-------- RAW RECORDS

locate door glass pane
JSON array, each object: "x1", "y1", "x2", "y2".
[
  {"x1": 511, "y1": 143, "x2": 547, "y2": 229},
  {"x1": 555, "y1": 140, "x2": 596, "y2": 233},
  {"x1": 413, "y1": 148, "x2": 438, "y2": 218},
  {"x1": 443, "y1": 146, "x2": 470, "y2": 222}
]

----------------

▶ _SHORT EXERCISE_
Reproduce every one of the lines above verbatim, with no change to any character.

▶ _SOLUTION BELOW_
locate door glass pane
JSON array, each object: "x1", "y1", "x2", "y2".
[
  {"x1": 511, "y1": 143, "x2": 547, "y2": 229},
  {"x1": 555, "y1": 140, "x2": 596, "y2": 233},
  {"x1": 413, "y1": 148, "x2": 438, "y2": 218},
  {"x1": 443, "y1": 146, "x2": 470, "y2": 222}
]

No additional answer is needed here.